■ Dataset extract ■
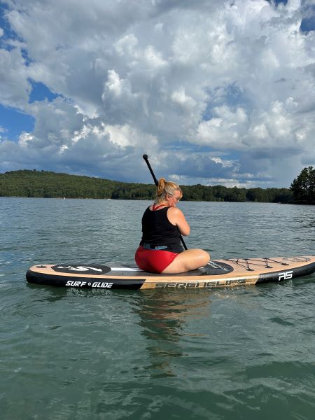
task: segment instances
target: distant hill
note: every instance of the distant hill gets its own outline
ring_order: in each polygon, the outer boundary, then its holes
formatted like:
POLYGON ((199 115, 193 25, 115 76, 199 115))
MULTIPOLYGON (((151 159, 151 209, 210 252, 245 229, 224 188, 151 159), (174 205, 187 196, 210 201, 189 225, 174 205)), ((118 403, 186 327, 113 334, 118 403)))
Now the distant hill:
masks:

■ What is needed ■
Format the lines from the first one through the line containing "POLYGON ((199 115, 193 25, 115 76, 199 115))", both included, as a numbered list, skipping any blank lines and leaving the pictures out.

■ Final result ■
1. task: segment instances
2. target: distant hill
3. note: every instance of the distant hill gets its own outline
4. ring_order: in each polygon, the outer boundary, then its holes
5. formatted like:
6. POLYGON ((199 115, 193 25, 115 76, 199 115))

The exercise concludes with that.